** START Selected excerpt **
Indeed, of Rubinstein’s later Chopin recordings, I can only recommend one without reservations: His 1961 recording of the famous Funeral March Sonata is head and shoulders above his 1946 version. There is a relaxed kind of virtuosity here, and a keener grasp of the totality of the piece than in 1946. The B minor Sonata (his only recording of the piece, made over a two year period) is not on the same exalted level. Rubinstein seems to have had a troubled relationship with the B minor sonata, and legend has it he threw a tape of a concert version of this piece into his fireplace.

There is a pattern to be discerned above in the Brahms and Chopin examples above, and it can also be confirmed by listening to Rubinstein’s recordings of other works like Franck’s Prelude, Chorale, and Fugue or any of his concerto recordings: His understanding of large scale works improved as he aged, while his recordings of shorter works tended to lose imagination with time.

(I do not endorse the notion, claimed by some, that Rubinstein’s last producer, Max Wilcox, was responsible for the character of Rubinstein’s later recordings. There are plenty of instances in the later years, such as the all-French album or the Chamber music recordings, where Rubinstein is clearly “on.” In any case, recordings were never issued during Rubinstein’s lifetime without his consent, and one can presume that they met his standards. The idea of Wilcox pressuring Rubinstein into playing in a certain way, or tricking the pianist into releasing something not to his standards, is at once laughable and defamatory.)
** END Selected excerpt **
** START Record excerpts **
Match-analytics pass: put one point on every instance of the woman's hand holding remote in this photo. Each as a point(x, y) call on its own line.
** END Record excerpts **
** START Record excerpts **
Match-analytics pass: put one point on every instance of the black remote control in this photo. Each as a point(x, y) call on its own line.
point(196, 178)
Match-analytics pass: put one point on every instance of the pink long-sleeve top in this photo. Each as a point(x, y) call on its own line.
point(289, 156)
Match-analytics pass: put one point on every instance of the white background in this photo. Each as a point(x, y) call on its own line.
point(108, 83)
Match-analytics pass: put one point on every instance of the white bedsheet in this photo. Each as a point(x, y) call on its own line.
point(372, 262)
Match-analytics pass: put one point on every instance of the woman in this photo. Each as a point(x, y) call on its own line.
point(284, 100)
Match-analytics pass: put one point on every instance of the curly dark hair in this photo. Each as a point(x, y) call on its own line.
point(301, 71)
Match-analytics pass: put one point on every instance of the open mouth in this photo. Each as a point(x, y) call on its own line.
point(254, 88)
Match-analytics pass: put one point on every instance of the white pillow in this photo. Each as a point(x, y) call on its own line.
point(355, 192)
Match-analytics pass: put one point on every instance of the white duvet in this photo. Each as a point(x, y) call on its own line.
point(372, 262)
** END Record excerpts **
* [Challenge A] Put the rows, starting with the line with "the white background" and going on through the line with "point(254, 88)", into a two-column CSV with the headers request and answer. Each request and its answer go on one CSV line, each in its own quoted field, with any line breaks turned into spaces.
* [Challenge B] Carry on the passage about Rubinstein's recordings, writing what comes after its final sentence.
The passage on Rubinstein's recordings and the rows have nothing to do with each other.

* [Task response A]
request,answer
"Match-analytics pass: put one point on every instance of the white background in this photo. Each as a point(x, y) call on its own line.","point(108, 83)"
"Match-analytics pass: put one point on every instance of the white bedsheet in this photo. Each as a point(x, y) call on its own line.","point(372, 262)"
"Match-analytics pass: put one point on every instance of the woman in this photo. Each as a point(x, y) call on its own line.","point(284, 100)"
"Match-analytics pass: put one point on every instance of the curly dark hair in this photo. Each as a point(x, y) call on its own line.","point(301, 71)"
"Match-analytics pass: put one point on every instance of the open mouth in this photo. Each as a point(x, y) call on its own line.","point(254, 88)"

* [Task response B]
Despite the changes in his performances, positive and negative, that came with age and maturity, Rubinstein's interpretations were always very normal, in the sense that they didn’t call attention to themselves. In the last half of the 20th Century, there were growing numbers of pianists who offered straight interpretations of the standard repertoire (Ashkenazy was the king of normalcy, IMO). But when Rubinstein was starting out, this kind of straightforward, unfussy approach was somewhat new. The notion that Glenn Gould put forth, that one shouldn’t perform a work unless one consciously intended to perform it differently, was anathema to Rubinstein’s philosophy. As Daniel Barenboim said, Rubinstein put all of his musical ideas through a “strainer of naturalness” and if an idea didn’t pass through that strainer, Rubinstein rejected it. His early Chopin performances put off the old-schoolers, who expected a more personalized approach. Rubinstein once said that his masculine approach to Chopin, performed without the “swan dive into the keyboard” angered many critics – “they said my Chopin was ‘cold’”. But there were pianists before Rubinstein who rejected swan diving, including Hofmann and Rachmaninoff.

Although Rubinstein’s never recorded the complete Beethoven Sonatas or Mozart Concertos, his repertoire was vast stylistically – encompassing Bach to Szymanowski. And he seemed to play so much of it remarkably well, in the same suave, warm, uncluttered way his public came to expect. It’s no surprise that the concert going public, who felt fear/awe at Horowitz and respected Arrau, considered Rubinstein to be their “beloved Artur.”

It may be a false sense of causation by way of correlation on my part, but I feel that Rubinstein’s knowledge of various human cultures helped him musically. Born in Poland, he studied in Berlin and spent his adult years living in London, France, and the United States. He traveled so widely that he became fluent in eight languages. (He once stated that he would play anywhere except Tibet, because it was too high, or Germany, because it was too low. Contrary to popular belief, he was not referring to the Holocaust in his condemnation of Germany, but to that nation’s behavior during World War I. I have sometimes wondered if Rubinstein’s boycott of Germany is an underlying reason why some have never accepted him as a Beethoven interpreter – I can’t find a musical justification for the dismissal of some of his Beethoven.) It seems to me, also, that Rubinstein was able to play an uncommonly large swath of repertoire with a high degree of authenticity. Although it can fairly be pointed out that Rubinstein sometimes glossed over details - particularly with regard to dynamic markings - everything he played had a clear, high-level approach. Neither his German, French, nor Spanish repertoire was ever played with a Polish accent. His Chopin, appropriately, was. Yet even in his countryman’s music, he was more urbane and cosmopolitan than, say, Witold Małcużyński.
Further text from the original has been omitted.